Is It Time For Lifeline To Include Broadband?

Over the past five years, the Federal Communications Commission has taken action to reform each of its universal service distribution programs to refocus them on broadband. With the fifth anniversary of the release of the FCC’s National Broadband Plan approaching, we focus today on what could be the next major item on the FCC’s implementation agenda: reform and modernization of its Lifeline program.

Refocusing Lifeline on broadband may be the next big step in implementing the National Broadband Plan

Since 1985, the Lifeline program has provided a discount on phone service for qualifying low-income consumers to ensure that all Americans have the opportunities and security that phone service brings, including being able to connect to jobs, family and emergency services. In 2005, Lifeline discounts were made available to qualifying low-income consumers on pre-paid wireless service plans in addition to traditional landline service.

In 2015, however, the opportunity gap is about broadband service, not telephone service. The Census Bureau’s 2013 American Community Survey found that just 52 percent of low-income households in the U.S., with household incomes below $35,000, now subscribe to wireline broadband at home. According to the National Telecommunications and Information Administration (NTIA), although broadband adoption for low-income households has been increasing, for certain low-income groups, it still falls more than 20 percentage points behind the general population, which had a 73 percent adoption rate in 2012.

Recommendation 9.1 of the National Broadband Plan reads:

The FCC should expand Lifeline Assistance and Link-Up America to make broadband more affordable for low-income households.

  • The FCC and states should require eligible telecommunications carriers (ETCs) to permit Lifeline customers to apply Lifeline discounts to any service or package that includes basic voice service.
  • The FCC should integrate the expanded Lifeline and Link-Up programs with other state and local e-government efforts.
  • The FCC should facilitate pilot programs that will produce actionable information to implement the most efficient and effective long-term broadband support mechanism.

The National Broadband Plan also includes a set of principles for all stakeholders when addressing broadband adoption issues:

Improving broadband adoption includes financial support, training, and a realization of how Internet use can improve one’s life
  • Focus on the barriers to adoption. Successful efforts address multiple barriers to adoption simultaneously. They combine financial support with applications and training that make broadband connectivity more relevant for non-adopters. Relevance, in turn, boosts the technology’s perceived value and affordability.
  • Focus on broadband in the home. While libraries and other public places are important points of free access that help people use online applications, home access is critical to maximizing utilization. Broadband home access can also help rural, low-income, minority and other communities overcome other persistent socioeconomic or geographic disparities.
  • Promote connectivity across an entire community. New users adopt broadband to stay in touch with others. In addition, people are more likely to adopt and use broadband if the people they care about are online and if they see how broadband can improve their quality of life in key areas such as education, health care and employment.

* Short exercise A: Rewrite the paragraph of the Lifeline broadband article that begins "In 2015, however, the opportunity gap" in a shorter form, keeping its main facts.
* Short exercise B: Edit the Lifeline broadband article from "Recommendation 9.1 of" to "broadband support mechanism.", substituting "trial programs" for "pilot programs".
* Short exercise C: Pick up the article on extending Lifeline to broadband from the point where it stops, and carry it forward.

Excerpts from point annotation data:

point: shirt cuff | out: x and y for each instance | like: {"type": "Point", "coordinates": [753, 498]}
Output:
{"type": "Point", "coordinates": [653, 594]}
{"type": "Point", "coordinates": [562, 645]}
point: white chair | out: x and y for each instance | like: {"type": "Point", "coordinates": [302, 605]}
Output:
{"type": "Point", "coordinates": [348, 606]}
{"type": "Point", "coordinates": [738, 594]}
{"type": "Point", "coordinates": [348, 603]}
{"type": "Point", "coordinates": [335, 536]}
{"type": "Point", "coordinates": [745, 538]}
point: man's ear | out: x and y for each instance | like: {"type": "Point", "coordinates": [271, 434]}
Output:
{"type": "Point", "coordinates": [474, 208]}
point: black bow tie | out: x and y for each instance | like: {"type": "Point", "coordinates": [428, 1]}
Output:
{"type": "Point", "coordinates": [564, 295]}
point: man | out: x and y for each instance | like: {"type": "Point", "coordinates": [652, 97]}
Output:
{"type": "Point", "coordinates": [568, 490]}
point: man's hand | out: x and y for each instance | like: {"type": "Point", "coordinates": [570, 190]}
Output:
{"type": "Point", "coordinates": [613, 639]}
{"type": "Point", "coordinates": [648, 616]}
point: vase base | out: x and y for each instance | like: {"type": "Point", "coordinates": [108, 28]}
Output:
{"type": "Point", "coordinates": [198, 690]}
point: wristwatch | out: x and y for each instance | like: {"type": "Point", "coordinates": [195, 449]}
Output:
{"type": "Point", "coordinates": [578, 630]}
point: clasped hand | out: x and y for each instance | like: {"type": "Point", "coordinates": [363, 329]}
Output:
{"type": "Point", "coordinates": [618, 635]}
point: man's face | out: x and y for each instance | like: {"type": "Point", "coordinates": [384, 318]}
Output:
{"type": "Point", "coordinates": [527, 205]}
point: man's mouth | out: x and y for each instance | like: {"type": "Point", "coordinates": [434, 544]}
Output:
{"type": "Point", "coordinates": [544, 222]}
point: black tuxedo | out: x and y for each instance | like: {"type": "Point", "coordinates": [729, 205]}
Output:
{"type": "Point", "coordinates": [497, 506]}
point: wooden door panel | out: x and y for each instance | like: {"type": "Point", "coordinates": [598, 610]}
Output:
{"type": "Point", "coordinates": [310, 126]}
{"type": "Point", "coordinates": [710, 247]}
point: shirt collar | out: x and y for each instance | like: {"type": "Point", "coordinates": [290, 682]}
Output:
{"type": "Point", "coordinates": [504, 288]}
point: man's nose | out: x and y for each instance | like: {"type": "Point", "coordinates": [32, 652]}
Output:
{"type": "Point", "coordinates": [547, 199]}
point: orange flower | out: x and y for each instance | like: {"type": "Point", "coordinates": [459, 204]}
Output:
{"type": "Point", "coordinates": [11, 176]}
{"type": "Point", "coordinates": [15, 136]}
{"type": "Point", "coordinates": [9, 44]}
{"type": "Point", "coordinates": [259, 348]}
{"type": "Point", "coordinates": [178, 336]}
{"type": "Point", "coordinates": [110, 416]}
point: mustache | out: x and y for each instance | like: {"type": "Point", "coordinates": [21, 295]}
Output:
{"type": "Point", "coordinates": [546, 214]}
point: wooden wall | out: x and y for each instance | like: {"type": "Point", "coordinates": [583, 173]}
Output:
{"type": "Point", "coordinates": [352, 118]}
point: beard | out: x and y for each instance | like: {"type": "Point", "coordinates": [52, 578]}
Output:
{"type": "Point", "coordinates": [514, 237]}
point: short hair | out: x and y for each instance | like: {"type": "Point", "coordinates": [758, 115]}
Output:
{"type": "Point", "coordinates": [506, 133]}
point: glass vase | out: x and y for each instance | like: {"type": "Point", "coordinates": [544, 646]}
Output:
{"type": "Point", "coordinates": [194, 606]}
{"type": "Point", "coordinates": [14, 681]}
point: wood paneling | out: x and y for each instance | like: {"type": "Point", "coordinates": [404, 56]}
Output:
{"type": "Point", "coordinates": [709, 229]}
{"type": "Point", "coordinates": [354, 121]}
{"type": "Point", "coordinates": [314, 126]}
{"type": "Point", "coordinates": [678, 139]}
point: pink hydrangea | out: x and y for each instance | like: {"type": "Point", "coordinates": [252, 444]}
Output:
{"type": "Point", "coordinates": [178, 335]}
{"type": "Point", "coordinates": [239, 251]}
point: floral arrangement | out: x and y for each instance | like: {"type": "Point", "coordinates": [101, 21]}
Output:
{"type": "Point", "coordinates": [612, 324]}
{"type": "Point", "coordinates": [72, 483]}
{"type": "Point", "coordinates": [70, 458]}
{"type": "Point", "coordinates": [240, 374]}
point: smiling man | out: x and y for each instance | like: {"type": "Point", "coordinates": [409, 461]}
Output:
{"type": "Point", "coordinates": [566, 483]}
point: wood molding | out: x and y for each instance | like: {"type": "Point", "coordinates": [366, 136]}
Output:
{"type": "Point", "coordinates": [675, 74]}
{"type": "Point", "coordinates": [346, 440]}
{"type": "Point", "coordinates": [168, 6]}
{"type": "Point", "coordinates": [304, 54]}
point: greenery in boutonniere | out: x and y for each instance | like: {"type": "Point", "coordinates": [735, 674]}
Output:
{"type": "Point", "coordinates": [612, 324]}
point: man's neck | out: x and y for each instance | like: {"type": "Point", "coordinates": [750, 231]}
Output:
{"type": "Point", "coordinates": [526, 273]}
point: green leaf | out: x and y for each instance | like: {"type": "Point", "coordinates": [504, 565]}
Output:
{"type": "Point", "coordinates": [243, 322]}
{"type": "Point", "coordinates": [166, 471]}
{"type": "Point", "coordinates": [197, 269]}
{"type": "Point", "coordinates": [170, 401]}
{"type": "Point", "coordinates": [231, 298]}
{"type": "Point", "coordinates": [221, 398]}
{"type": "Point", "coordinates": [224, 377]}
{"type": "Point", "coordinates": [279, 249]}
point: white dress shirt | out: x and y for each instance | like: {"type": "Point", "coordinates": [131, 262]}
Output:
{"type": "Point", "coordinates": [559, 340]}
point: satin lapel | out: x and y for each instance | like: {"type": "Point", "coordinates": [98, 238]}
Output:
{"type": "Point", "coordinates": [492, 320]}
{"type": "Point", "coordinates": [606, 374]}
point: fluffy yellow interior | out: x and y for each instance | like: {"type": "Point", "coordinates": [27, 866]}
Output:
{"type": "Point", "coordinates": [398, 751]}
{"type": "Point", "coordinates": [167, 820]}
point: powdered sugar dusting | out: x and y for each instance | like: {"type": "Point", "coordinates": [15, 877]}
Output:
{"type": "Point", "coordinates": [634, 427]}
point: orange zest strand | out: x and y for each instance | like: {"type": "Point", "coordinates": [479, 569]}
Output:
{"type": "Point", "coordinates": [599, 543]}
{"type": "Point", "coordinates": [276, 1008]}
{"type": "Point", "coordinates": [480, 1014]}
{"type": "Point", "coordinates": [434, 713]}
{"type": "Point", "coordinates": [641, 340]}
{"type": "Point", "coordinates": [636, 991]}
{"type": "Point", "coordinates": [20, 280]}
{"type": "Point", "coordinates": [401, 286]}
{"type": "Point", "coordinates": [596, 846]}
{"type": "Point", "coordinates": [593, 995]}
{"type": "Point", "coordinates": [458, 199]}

* Reply A: By 2015, the opportunity gap concerns broadband rather than telephone service. The Census Bureau's 2013 American Community Survey found that only 52 percent of U.S. households earning under $35,000 subscribe to wireline broadband at home. The NTIA reports that low-income adoption is rising, but some low-income groups still trail the general population by more than 20 percentage points. The general population's adoption rate was 73 percent in 2012.

* Reply B:
Recommendation 9.1 of the National Broadband Plan reads:

The FCC should expand Lifeline Assistance and Link-Up America to make broadband more affordable for low-income households.

  • The FCC and states should require eligible telecommunications carriers (ETCs) to permit Lifeline customers to apply Lifeline discounts to any service or package that includes basic voice service.
  • The FCC should integrate the expanded Lifeline and Link-Up programs with other state and local e-government efforts.
  • The FCC should facilitate trial programs that will produce actionable information to implement the most efficient and effective long-term broadband support mechanism.

* Reply C:
  • Promote broadband utilization. Promoting access and adoption are necessary steps, but utilization is the goal. People must be able to use broadband to efficiently find information or use applications to improve their lives. A connection is just the beginning.
  • Plan for changes in technology. Adoption programs have to evolve with technology. Both the trainers and the equipment they use to serve non-adopters must employ up-to-date technology and applications.
  • Measure and adjust. Measurement and evaluation are critical to success because they allow programs to make adjustments on an ongoing basis.
  • Form partnerships across stakeholder groups. Promoting adoption requires federal commitment, state, local and Tribal action, industry partnership and support from non-profits and philanthropic organizations. Sustainable broadband adoption and use will require efforts from all partners.

In 2012, while reforming the Lifeline program to eliminate waste, fraud, and abuse, the FCC also began a modernization of the program to address low income consumers’ broadband needs:

  • Adopting an express goal for the program of ensuring availability of broadband for all low-income Americans.
  • Establishing a Broadband Adoption Pilot Program to test and determine how Lifeline can best be used to increase broadband adoption among Lifeline-eligible consumers. In December of 2012, the FCC selected 14 pilot projects, spanning 21 states and Puerto Rico. The pilots ended in November of 2014, and the FCC is expected to issue a report on the projects in 2015.
  • Allowing Lifeline support for bundled services plans combining voice and broadband or packages including optional calling features.

While voting in December 2014 to modernize E-Rate, another universal service program which discounts broadband connections for schools and libraries, a majority of FCC Commissioners voiced support to complete Lifeline modernization, too. In addition, late last year, FCC Commissioner Mignon Clyburn took a lead role in Lifeline modernization by offering five principles to guide reform:

  1. Getting the most bang for the universal service buck by establishing minimum service standards – that include both voice and broadband -- for any provider that receives the $9.25 Lifeline subsidy.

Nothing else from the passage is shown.